» WHAT TO DO
For the listing that follows, report how many lines contain the word "segment", giving the number and no other text.

» EXCERPTED RECORDS
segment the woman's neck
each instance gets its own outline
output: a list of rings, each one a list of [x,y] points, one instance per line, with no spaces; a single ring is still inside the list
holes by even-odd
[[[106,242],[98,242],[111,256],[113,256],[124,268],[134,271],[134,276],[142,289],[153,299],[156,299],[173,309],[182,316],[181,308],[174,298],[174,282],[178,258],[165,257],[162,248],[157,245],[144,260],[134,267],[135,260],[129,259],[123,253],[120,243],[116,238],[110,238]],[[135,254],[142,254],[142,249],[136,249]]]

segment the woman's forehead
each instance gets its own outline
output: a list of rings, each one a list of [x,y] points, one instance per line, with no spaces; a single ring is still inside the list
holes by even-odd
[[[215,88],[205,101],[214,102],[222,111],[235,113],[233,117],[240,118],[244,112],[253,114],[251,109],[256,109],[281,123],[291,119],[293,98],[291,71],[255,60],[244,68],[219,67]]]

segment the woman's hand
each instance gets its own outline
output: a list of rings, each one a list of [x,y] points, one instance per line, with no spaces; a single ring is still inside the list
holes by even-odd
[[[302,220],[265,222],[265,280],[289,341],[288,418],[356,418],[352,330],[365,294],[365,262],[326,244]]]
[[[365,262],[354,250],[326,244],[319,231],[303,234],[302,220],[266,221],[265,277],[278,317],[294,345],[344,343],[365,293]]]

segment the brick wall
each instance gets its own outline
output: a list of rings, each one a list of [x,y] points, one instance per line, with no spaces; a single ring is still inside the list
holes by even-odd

» YOUR RESPONSE
4